THE TASK - Rewrite only the stretch of items from the line containing "Would you please pick out the white plate" through the line containing "point(1190, 787)", changing "measuring spoon" to "measuring cup" and keeping everything else the same.

SUPPLIED MATERIAL -
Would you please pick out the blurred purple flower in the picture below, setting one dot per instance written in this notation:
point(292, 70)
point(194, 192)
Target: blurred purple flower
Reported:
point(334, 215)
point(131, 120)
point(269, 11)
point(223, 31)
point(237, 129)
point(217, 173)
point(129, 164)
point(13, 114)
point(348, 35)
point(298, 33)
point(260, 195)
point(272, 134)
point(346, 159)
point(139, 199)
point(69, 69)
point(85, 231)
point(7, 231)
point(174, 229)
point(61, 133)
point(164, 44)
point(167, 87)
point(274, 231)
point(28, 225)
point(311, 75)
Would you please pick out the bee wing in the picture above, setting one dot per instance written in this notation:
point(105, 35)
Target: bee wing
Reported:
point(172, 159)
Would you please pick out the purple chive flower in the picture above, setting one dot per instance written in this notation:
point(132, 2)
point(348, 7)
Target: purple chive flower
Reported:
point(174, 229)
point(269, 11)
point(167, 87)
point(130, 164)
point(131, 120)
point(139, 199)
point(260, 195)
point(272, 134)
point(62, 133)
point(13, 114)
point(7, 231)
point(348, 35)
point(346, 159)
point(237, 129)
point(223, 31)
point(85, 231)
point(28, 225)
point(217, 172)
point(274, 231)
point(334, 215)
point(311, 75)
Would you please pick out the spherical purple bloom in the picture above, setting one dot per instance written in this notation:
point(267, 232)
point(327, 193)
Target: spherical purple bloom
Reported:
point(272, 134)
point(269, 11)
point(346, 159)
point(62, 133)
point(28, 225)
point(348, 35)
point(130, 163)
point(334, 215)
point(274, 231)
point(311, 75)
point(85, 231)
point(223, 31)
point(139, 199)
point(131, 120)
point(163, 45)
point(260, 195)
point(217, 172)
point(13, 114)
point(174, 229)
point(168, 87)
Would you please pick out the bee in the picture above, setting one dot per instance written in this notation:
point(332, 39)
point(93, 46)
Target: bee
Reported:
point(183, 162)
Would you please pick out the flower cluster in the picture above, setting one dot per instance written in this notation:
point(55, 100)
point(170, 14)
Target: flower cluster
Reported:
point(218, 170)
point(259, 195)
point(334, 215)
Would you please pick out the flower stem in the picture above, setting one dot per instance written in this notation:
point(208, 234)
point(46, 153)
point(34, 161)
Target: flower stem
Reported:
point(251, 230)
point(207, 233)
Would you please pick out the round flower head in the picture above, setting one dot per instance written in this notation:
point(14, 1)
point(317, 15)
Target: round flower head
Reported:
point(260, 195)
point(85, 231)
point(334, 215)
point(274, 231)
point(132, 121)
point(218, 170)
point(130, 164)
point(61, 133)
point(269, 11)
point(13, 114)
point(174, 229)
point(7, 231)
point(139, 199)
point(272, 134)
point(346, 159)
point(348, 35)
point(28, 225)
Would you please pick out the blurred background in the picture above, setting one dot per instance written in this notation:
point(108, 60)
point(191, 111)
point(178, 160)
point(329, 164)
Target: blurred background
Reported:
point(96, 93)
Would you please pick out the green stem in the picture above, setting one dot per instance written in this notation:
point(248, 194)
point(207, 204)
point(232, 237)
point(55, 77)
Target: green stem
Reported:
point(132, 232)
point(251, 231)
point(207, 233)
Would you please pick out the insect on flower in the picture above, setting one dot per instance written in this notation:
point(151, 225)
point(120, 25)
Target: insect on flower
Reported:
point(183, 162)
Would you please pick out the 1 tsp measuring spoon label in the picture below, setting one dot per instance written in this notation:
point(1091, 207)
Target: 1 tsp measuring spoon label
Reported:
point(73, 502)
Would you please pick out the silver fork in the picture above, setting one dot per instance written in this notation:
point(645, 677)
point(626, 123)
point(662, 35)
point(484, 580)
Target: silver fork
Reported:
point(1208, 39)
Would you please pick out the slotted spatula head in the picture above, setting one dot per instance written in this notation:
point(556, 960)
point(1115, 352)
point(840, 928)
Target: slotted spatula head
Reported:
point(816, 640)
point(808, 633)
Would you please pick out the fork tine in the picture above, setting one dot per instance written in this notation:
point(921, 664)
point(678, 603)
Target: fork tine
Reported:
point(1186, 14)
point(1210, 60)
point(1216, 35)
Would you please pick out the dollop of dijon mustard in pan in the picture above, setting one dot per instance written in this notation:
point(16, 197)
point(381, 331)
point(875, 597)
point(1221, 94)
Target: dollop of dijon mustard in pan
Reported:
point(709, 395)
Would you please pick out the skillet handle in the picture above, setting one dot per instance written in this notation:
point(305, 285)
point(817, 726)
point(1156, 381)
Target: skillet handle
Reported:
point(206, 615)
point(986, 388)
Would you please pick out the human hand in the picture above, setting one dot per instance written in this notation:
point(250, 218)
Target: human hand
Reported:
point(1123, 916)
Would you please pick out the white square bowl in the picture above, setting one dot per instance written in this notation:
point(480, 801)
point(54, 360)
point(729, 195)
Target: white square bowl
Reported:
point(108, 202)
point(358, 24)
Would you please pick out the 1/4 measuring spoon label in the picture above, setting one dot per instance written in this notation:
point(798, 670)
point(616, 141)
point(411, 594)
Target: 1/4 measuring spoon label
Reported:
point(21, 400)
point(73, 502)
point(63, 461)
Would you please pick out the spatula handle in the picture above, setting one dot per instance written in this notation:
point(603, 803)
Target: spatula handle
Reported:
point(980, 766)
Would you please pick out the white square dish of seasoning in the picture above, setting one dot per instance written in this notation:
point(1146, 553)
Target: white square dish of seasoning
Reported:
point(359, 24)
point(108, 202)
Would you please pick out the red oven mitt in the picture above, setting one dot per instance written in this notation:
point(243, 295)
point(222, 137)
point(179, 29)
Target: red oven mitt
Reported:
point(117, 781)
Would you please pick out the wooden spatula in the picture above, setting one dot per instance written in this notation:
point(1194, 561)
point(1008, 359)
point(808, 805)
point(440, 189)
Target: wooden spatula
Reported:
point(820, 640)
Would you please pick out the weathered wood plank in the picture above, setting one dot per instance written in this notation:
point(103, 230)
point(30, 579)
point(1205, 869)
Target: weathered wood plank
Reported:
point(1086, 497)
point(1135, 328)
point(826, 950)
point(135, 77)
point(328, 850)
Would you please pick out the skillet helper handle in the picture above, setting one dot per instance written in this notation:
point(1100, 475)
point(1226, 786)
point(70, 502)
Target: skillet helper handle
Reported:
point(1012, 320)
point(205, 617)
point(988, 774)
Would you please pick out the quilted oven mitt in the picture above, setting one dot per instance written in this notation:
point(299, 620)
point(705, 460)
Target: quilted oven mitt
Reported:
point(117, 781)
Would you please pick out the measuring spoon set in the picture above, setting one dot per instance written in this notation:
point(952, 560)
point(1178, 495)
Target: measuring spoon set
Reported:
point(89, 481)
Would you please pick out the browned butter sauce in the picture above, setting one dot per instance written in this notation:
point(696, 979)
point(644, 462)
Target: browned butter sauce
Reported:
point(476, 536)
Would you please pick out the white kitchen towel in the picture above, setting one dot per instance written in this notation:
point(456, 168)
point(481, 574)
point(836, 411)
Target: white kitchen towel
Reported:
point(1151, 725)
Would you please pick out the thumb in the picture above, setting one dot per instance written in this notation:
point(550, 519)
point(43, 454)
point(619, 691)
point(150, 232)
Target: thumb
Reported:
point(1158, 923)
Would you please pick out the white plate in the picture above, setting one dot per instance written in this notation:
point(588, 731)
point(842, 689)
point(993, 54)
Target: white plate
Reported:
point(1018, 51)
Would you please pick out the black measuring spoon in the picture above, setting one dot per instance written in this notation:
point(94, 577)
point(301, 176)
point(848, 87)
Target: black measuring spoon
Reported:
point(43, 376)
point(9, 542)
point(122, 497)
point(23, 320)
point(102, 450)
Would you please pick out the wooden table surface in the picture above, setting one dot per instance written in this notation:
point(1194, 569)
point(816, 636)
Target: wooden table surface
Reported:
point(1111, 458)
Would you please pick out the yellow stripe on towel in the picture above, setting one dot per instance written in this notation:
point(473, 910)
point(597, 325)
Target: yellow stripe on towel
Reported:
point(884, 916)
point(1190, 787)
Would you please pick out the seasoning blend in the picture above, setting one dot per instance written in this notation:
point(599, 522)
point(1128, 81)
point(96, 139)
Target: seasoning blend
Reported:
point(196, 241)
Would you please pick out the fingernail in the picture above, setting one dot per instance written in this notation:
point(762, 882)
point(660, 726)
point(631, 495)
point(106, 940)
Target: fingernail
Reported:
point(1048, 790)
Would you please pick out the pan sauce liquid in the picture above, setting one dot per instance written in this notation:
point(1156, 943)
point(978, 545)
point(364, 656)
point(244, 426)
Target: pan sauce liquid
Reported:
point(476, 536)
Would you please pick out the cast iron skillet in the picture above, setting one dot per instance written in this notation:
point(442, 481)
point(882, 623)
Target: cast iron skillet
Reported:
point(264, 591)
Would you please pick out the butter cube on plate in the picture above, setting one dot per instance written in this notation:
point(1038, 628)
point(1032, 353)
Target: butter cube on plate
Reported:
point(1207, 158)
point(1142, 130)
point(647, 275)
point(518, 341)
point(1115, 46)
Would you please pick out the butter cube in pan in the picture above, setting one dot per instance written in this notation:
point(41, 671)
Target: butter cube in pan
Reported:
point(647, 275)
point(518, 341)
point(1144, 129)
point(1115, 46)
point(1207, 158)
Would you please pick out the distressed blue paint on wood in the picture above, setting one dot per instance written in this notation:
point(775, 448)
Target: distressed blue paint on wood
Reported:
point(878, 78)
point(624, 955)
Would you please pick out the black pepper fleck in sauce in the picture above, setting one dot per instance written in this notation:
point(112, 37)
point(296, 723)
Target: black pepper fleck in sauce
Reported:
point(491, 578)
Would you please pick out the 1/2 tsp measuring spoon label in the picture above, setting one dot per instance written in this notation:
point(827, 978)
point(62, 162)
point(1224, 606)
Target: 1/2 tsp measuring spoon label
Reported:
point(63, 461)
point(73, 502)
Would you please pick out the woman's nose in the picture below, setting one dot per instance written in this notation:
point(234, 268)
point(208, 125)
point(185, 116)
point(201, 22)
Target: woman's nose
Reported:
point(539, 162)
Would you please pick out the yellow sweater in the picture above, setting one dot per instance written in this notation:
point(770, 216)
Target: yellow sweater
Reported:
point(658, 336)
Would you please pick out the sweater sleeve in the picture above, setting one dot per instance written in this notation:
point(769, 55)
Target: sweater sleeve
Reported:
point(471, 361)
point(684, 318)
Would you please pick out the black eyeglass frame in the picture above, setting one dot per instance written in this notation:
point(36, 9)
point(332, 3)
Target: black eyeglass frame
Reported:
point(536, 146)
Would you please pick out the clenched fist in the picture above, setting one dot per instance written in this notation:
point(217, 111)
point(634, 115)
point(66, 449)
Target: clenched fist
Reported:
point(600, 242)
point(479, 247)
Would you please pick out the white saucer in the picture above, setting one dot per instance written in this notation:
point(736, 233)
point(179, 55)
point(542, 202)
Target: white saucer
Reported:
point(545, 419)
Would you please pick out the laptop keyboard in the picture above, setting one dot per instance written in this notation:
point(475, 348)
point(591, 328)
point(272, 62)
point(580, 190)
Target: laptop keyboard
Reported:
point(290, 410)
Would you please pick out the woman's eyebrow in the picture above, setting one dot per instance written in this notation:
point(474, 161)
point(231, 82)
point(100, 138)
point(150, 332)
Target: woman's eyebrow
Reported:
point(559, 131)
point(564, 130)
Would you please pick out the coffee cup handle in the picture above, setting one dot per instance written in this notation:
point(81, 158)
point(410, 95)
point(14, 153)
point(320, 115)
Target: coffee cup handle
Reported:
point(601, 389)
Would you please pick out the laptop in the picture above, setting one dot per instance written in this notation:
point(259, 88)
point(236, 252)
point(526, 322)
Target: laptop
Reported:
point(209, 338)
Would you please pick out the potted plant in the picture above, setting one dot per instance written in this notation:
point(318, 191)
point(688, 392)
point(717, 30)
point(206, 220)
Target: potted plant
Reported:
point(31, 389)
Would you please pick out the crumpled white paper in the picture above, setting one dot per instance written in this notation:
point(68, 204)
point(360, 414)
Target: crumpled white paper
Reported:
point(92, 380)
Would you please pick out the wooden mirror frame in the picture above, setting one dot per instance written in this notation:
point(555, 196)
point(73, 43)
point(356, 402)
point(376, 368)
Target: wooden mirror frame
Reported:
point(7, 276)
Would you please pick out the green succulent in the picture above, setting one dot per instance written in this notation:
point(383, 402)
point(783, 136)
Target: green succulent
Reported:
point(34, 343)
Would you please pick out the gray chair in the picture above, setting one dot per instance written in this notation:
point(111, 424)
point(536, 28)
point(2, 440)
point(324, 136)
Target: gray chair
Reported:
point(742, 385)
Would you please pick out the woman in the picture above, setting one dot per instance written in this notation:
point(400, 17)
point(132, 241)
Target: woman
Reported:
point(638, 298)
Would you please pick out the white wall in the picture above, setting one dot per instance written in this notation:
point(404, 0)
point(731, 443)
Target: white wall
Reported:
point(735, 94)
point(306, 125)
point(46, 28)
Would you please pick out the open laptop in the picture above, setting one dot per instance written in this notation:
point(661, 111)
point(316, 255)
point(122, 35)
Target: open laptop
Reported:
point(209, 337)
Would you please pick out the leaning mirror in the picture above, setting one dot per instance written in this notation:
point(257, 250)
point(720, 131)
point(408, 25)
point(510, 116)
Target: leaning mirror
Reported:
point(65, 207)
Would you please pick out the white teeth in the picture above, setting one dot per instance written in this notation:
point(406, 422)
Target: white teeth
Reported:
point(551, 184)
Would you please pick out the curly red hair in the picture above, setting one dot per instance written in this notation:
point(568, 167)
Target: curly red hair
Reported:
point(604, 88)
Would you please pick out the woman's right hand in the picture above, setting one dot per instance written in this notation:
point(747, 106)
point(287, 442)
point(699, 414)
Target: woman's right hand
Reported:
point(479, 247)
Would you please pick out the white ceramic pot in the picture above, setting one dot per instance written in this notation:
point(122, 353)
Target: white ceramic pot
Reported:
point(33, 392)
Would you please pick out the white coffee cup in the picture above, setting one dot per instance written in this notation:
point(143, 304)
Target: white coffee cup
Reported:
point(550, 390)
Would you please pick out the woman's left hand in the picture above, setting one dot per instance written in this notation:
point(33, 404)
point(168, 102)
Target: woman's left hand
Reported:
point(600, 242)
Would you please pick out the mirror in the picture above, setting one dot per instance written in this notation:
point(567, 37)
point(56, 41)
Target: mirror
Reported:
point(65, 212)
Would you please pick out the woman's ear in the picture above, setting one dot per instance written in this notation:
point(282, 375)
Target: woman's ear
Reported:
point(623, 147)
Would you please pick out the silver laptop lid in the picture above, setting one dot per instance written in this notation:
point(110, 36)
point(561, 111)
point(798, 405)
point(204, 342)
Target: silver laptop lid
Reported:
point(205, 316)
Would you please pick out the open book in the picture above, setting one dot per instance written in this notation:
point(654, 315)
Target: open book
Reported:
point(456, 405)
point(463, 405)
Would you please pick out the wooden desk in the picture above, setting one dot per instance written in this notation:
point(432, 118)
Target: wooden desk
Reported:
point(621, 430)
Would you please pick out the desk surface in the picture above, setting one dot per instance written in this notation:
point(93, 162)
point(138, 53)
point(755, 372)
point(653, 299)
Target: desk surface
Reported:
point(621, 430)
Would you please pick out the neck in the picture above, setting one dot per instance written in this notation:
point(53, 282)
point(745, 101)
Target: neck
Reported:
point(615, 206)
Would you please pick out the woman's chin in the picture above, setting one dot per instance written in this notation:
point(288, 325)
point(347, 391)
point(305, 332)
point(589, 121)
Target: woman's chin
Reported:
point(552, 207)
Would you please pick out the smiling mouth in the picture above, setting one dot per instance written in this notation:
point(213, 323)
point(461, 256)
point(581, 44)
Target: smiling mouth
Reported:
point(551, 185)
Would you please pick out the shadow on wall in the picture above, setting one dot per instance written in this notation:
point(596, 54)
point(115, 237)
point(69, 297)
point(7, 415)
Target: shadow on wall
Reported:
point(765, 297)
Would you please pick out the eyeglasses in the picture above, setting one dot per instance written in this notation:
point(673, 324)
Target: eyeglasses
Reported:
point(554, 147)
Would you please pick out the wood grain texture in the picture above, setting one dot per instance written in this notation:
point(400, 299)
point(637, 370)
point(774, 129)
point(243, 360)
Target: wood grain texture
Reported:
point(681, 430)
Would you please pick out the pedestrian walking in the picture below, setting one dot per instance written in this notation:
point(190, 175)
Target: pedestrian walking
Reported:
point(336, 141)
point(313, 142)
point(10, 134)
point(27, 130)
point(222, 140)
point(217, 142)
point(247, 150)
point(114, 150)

EXERCISE ANSWER -
Would you please pick out the white plate in the picture above, setting one dot per instance written in this notation:
point(588, 731)
point(842, 689)
point(993, 54)
Target: white plate
Reported:
point(1018, 51)
Would you please pick out the black measuring cup in the picture above, setting one dot per instance written in this notation:
point(94, 577)
point(301, 176)
point(848, 87)
Target: black measuring cup
Reported:
point(43, 376)
point(9, 542)
point(122, 497)
point(23, 320)
point(102, 450)
Would you please pick out the wooden table surface in the picture above, setting one dot per instance written in this notation:
point(1194, 569)
point(816, 636)
Target: wooden table surface
Reported:
point(1111, 458)
Would you please pick out the yellow stripe on towel in the picture above, setting one dot per instance written in this notation:
point(473, 910)
point(597, 325)
Target: yellow stripe on towel
Reported:
point(884, 916)
point(1190, 787)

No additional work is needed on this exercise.